__PROVIDED RECORDS__
** begin **
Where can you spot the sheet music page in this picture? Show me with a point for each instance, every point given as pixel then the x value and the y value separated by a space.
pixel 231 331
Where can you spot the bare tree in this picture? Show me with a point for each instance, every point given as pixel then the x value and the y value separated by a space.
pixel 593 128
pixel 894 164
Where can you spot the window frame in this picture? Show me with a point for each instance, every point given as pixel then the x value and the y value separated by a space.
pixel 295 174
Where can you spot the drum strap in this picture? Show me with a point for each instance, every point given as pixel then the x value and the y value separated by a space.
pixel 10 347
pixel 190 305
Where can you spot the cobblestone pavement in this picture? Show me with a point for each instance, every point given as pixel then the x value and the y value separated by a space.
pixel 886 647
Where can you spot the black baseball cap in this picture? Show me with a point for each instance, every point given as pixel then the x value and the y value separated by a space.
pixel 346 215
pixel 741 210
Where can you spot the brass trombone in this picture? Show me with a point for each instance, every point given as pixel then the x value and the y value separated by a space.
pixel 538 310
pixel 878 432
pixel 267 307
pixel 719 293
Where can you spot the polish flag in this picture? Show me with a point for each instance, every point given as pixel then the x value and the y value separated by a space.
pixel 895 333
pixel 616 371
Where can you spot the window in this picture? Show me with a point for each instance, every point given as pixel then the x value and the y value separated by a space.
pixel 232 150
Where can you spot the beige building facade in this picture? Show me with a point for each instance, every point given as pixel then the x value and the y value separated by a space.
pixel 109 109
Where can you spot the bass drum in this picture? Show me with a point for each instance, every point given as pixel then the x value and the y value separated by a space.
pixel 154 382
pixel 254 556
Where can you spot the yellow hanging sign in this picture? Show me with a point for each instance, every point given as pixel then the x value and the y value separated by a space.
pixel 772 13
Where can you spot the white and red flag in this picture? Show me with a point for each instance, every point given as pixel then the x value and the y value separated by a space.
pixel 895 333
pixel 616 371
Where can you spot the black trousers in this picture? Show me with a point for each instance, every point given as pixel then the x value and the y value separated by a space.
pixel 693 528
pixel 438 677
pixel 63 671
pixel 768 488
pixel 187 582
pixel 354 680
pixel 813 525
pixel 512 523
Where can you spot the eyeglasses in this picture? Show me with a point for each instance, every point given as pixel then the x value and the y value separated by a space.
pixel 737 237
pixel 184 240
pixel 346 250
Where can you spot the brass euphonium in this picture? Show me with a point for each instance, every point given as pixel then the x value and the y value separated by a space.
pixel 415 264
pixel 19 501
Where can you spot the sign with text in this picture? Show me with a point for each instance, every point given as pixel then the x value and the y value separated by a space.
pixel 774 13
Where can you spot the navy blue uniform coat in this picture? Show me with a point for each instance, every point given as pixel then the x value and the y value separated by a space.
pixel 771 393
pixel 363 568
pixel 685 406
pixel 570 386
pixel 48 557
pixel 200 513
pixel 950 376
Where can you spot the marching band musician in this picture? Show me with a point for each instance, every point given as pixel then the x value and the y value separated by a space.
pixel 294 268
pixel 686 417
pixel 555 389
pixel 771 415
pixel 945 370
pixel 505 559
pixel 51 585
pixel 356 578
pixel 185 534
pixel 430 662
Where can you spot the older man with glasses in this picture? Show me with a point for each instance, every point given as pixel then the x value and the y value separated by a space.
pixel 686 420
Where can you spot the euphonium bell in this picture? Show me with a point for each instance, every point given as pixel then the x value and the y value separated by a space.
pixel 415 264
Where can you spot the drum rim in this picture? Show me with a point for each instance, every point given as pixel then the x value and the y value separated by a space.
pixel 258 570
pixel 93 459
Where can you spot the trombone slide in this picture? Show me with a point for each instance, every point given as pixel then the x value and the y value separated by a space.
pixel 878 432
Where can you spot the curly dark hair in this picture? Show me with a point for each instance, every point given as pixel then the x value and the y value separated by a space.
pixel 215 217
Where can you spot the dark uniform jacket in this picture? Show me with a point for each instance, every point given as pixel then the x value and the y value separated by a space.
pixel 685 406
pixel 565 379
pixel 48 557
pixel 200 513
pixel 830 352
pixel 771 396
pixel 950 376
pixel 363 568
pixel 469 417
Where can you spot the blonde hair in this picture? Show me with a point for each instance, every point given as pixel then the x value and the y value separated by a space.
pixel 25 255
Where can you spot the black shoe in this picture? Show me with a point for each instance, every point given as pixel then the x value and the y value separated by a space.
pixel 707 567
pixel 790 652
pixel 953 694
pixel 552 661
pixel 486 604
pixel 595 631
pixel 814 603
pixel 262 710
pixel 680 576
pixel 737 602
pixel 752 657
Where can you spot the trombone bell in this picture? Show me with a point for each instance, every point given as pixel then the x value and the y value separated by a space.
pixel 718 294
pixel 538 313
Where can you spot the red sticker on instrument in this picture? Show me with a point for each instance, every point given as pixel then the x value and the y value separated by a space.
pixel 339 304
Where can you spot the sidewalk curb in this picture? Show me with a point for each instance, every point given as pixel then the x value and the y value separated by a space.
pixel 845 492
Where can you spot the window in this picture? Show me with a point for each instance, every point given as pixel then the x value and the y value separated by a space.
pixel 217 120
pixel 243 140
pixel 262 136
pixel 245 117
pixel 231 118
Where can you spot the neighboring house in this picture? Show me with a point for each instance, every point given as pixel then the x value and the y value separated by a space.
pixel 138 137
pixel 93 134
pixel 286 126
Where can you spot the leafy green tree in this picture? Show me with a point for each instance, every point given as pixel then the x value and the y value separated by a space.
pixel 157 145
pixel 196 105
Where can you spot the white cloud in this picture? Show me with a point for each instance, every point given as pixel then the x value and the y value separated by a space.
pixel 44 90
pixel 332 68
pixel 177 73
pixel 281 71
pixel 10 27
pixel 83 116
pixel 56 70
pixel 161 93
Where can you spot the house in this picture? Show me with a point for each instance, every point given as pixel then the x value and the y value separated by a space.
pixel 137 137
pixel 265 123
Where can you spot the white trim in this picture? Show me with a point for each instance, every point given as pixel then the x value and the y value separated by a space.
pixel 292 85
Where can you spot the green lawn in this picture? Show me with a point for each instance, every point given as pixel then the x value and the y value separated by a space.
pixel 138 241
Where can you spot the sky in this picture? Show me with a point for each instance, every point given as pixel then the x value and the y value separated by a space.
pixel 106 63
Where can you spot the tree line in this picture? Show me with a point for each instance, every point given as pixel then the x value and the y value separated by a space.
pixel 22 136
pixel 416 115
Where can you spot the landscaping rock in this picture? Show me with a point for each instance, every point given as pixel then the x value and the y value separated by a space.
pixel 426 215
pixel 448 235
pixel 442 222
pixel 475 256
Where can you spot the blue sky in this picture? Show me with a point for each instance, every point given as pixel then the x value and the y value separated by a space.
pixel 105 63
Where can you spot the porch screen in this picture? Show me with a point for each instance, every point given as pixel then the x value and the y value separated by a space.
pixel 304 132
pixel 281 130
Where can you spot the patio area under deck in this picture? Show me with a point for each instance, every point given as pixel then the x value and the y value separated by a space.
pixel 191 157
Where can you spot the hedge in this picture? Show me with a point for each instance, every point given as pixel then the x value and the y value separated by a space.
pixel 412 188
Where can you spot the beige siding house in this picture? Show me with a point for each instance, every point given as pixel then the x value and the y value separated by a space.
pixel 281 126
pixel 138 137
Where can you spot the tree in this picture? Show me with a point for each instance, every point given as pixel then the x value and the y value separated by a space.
** end **
__OBJECTIVE__
Edit the lines above by replacing every occurrence of "separated by a space" with "separated by a single space", and give all of them again with nothing else changed.

__THE OUTPUT__
Where can you spot the sheet music page in this picture? Show me with a point for each instance, every point given as pixel then the x value and the y value separated by a single space.
pixel 231 331
Where can you spot the bare tree in this picture? Show me with a point for each instance, every point given as pixel then the x value and the y value separated by a single space.
pixel 593 128
pixel 894 164
Where can you spot the window frame in this picture? Show me with a point for each instance, every point given as pixel then the x value and the y value separated by a single space.
pixel 295 174
Where can you spot the drum strap in this picture? Show me with a point for each instance, every point given as pixel then the x value and the y value separated by a single space.
pixel 10 347
pixel 190 305
Where can you spot the cobblestone pavement in this picture? Show me with a point for each instance, every point given as pixel then the x value and the y value separated by a single space.
pixel 886 647
Where can you spot the black baseball cap in this picture? Show me with a point for each instance, every point given as pixel then the x value and the y value separated by a single space.
pixel 346 215
pixel 741 210
Where can you spot the brass trombone in this picture? Show me with a point for each instance, every point given as pixel then the x value and the y value separated by a single space.
pixel 538 310
pixel 878 432
pixel 267 307
pixel 719 293
Where can you spot the polish flag in this picture? Show me with a point for each instance, every point given as pixel then the x value and the y value separated by a single space.
pixel 895 333
pixel 616 371
Where can you spot the window in this picture? Show me with a point for each instance, every point given as pixel then the x value and the y value separated by a single space.
pixel 232 150
Where can you spot the beige building facade in this picture? Show me with a point for each instance, every point given as pixel then the x value and the y value separated by a single space.
pixel 109 109
Where can you spot the bass drum in this picture? Show me with a point for each instance, every point given as pixel then the x value and the y value separated by a single space.
pixel 154 382
pixel 254 556
Where can you spot the yellow hanging sign in this picture? Show me with a point for each instance, every point given as pixel then the x value and the y value separated by a single space.
pixel 772 13
Where can you spot the white and red flag in this picture? Show me with a point for each instance, every point given as pixel then the x value and the y value separated by a single space.
pixel 895 333
pixel 616 371
Where can you spot the black trousers in this picture? Show me with a point for each instance, every point given as pixel then the x value and the y value separated by a single space.
pixel 693 528
pixel 438 677
pixel 63 671
pixel 768 488
pixel 187 582
pixel 354 680
pixel 813 525
pixel 512 523
Where can you spot the eyeglasses in this picture? Show me with a point for each instance, every point given as pixel then the x value and the y value separated by a single space.
pixel 737 237
pixel 184 240
pixel 346 250
Where can you spot the brass euphonium in this picture? Show me with a point for each instance, every point given as pixel then the x value and the y value separated by a single space.
pixel 415 264
pixel 19 501
Where can you spot the sign with text in this picture? Show me with a point for each instance, every point given as pixel then the x value and the y value separated by a single space.
pixel 774 13
Where can you spot the navy blue uniform coat in this picture? Show me with a point for each instance, every point given as pixel then the x value and the y value separated by a single space.
pixel 771 393
pixel 363 568
pixel 685 406
pixel 570 386
pixel 48 557
pixel 200 513
pixel 950 376
Where can you spot the marching band musician in this picture? Show me with a point for each instance, every point given as pixel then the x value and the y value separated by a single space.
pixel 294 268
pixel 686 417
pixel 555 389
pixel 771 415
pixel 945 370
pixel 505 559
pixel 51 585
pixel 356 578
pixel 185 534
pixel 430 662
Where can you spot the older man with glasses in this picture? Show me with a point for each instance, every point given as pixel then the x value and the y value separated by a single space.
pixel 686 420
Where can you spot the euphonium bell in this picture? Show me with a point for each instance, every point given as pixel then the x value and the y value separated by a single space.
pixel 415 264
Where can you spot the drum rim in this picture? Show me with a point for each instance, every point given as pixel then the x value and the y value separated by a single space.
pixel 258 570
pixel 93 459
Where can you spot the trombone slide in this picture? Show me with a point for each instance, every point given as pixel then the x value and the y value separated by a single space.
pixel 878 432
Where can you spot the curly dark hair in this picture? Show me with a point for each instance, every point given as pixel then the x value and the y value separated by a single space.
pixel 215 217
Where can you spot the dark uniform jacket in this picture? Show me with a point for each instance, every point given as pixel then the x value and the y value separated by a single space.
pixel 685 406
pixel 565 379
pixel 48 557
pixel 200 513
pixel 830 352
pixel 771 396
pixel 950 376
pixel 363 568
pixel 469 417
Where can you spot the blonde hair in this picture? Show me with a point for each instance, every point given as pixel then the x value and the y value separated by a single space.
pixel 25 255
Where can you spot the black shoe in this picture? Show me with a point for each instance, every point given as pixel then the x value and the y value separated by a single space.
pixel 707 567
pixel 790 652
pixel 953 694
pixel 552 661
pixel 486 604
pixel 595 631
pixel 814 603
pixel 262 710
pixel 680 576
pixel 737 602
pixel 752 657
Where can you spot the trombone bell in this picture? Show me with a point for each instance, every point given as pixel then the x value and the y value separated by a single space.
pixel 718 294
pixel 538 313
Where can you spot the red sticker on instrument in this picture? Show me with a point for each instance, every point given as pixel then the x value and the y value separated by a single space.
pixel 339 304
Where can you spot the sidewalk curb in this picture? Show me with a point for each instance, every point given as pixel then the x value and the y value separated by a single space.
pixel 845 492
Where can you spot the window in this picture? Show me with a point for each instance, every point given as pixel then the x value and the y value separated by a single space.
pixel 217 120
pixel 243 140
pixel 262 136
pixel 245 117
pixel 231 118
Where can you spot the neighboring house in this picture? Show me with a point for each instance, every point given as pixel then the x value and the y value separated by a single space.
pixel 138 137
pixel 93 134
pixel 286 126
Where can you spot the leafy green tree in this picture? Show me with a point for each instance, every point given as pixel then the x value and the y value separated by a single space.
pixel 157 145
pixel 196 105
Where can you spot the white cloud in this picture? Show me with a point for each instance, every point given as pixel then the x value and the y value separated by a single space.
pixel 44 90
pixel 332 68
pixel 177 73
pixel 281 71
pixel 10 27
pixel 83 116
pixel 56 70
pixel 161 93
Where can you spot the house in this picture? Show me with a point for each instance, every point given as pixel then the x value and the y value separated by a single space.
pixel 137 137
pixel 265 123
Where can you spot the white trim in this picture? Show me with a point for each instance, every point given as pixel then the x value and the y value separated by a single space.
pixel 292 85
Where can you spot the green lawn in this picture? Show me with a point for each instance, every point given as pixel then the x value and the y value separated by a single space.
pixel 138 241
Where can you spot the sky in this picture? Show me with a point for each instance, every point given as pixel then the x value and the y value separated by a single space.
pixel 106 63
Where can you spot the tree line in this picture? Show me with a point for each instance, every point given as pixel then the x value and the y value separated by a single space.
pixel 22 136
pixel 416 115
Where can you spot the landscaping rock in this picture? Show me with a point for each instance, every point given as pixel then the x value and the y value separated by a single space.
pixel 426 215
pixel 448 235
pixel 442 222
pixel 475 256
Where can you spot the blue sky in this picture? Show me with a point for each instance, every point given as pixel then the x value and the y value separated by a single space.
pixel 105 63
Where can you spot the porch screen in this picture? Show me with a point for each instance, every point given as pixel then the x value and the y value separated by a single space.
pixel 304 132
pixel 281 130
Where can you spot the patio area under deck in this picture? Show me with a point for each instance, every point given as pixel then the x value and the y value separated by a single space.
pixel 191 157
Where can you spot the hedge in this picture? Show me with a point for each instance, every point given as pixel then the x value and the y value separated by a single space.
pixel 412 188
Where can you spot the beige siding house in this picture? Show me with a point for each instance, every point given as pixel then the x value and the y value separated by a single space.
pixel 281 126
pixel 138 137
Where can you spot the tree in this picture? Show me with a point for each instance, every point given as pixel then the x value and the y value separated by a single space.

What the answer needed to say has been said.